Object point labels
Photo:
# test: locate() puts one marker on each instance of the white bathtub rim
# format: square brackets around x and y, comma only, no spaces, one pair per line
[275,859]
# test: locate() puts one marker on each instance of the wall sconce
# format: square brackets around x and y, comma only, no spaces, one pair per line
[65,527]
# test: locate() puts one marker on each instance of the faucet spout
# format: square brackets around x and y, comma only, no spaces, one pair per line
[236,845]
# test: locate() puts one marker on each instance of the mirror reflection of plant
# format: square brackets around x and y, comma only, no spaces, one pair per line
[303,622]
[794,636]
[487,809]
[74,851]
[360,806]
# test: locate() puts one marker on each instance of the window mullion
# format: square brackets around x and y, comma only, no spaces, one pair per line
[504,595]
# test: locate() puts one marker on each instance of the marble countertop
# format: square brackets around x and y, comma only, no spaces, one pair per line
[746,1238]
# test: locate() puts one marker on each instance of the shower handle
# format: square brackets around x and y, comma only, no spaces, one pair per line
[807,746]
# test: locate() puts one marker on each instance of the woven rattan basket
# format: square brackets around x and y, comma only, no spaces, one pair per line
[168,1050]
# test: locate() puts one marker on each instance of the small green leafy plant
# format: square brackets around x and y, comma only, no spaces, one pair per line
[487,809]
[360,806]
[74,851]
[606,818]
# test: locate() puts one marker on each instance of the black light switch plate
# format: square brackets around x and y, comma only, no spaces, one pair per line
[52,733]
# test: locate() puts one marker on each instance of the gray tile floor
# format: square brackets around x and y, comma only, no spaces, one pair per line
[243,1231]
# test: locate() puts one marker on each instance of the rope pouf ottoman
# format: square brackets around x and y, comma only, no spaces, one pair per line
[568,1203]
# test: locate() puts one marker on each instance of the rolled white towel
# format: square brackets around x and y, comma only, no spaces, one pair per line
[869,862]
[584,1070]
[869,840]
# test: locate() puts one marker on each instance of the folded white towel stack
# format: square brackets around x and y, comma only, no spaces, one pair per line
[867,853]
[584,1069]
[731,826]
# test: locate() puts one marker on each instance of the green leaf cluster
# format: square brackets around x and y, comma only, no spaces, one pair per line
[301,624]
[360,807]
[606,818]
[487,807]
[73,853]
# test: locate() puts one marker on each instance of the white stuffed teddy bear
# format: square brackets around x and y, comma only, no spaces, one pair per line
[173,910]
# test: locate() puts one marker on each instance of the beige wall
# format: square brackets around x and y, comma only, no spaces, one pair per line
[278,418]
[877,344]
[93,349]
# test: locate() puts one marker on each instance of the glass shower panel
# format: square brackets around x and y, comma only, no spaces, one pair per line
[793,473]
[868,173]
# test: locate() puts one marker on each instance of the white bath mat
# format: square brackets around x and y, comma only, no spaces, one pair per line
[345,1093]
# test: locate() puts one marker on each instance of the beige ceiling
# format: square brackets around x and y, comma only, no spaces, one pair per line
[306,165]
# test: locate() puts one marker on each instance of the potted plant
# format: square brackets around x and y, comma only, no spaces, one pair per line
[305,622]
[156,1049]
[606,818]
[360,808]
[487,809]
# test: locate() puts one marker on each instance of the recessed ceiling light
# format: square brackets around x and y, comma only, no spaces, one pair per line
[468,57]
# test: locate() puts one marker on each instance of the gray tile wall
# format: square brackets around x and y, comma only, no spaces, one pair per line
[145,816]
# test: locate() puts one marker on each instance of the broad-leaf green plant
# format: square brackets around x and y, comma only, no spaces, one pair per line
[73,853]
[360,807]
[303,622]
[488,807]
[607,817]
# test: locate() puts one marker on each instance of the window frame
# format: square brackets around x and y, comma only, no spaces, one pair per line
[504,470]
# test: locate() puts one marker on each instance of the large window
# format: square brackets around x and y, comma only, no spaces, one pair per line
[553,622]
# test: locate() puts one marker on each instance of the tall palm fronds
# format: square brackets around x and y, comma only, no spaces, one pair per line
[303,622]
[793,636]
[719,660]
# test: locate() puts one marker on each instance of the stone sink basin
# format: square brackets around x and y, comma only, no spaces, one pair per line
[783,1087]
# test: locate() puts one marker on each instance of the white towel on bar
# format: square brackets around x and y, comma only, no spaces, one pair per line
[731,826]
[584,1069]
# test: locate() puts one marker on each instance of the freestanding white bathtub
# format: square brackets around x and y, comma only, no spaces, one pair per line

YOUR INSTRUCTIONS:
Move the lines from the one containing "gray tile wall" through the end of the records into a fresh copy, requests included. Add 130 to every x and y coordinate in the answers.

WRITTEN ANSWER:
# test: locate() puts one marker on each instance of the gray tile wall
# format: square brackets around x and y, comma only, no spaces, one pair per line
[275,946]
# test: locate() puts one marker on each instance of the broad-leaf green plant
# format: square brackets around x and y, comma only, no spaces, one pair per line
[203,983]
[490,937]
[433,752]
[618,937]
[737,947]
# test: locate() puts one marker on each instance of the window frame
# format: square brackets around x and y, comma only, no spaces, one pair per line
[634,600]
# test: locate() puts one marker on each instance of the large window
# format: square brackets around x and y, comma only, no spaces, one pair per line
[683,752]
# test: locate() puts one marker on each instance of the tall palm fronds
# format: square brackets around x and y, comma only, no spaces, one pair per line
[433,752]
[923,766]
[849,790]
# test: locate() puts one marker on each instance of the stone sink basin
# format: square brackets around x and y, comma only, no spaces, one pair per line
[913,1217]
# test: locate() puts one marker on each instance of the white towel on bar
# format: square brackets around x and y, comma only, no spaces, one pair per line
[861,956]
[714,1199]
# test: locate() puts one marker on each instance of the freestanding white bathtub
# format: square brackets around x and y, comma only, no spaces, one pair per line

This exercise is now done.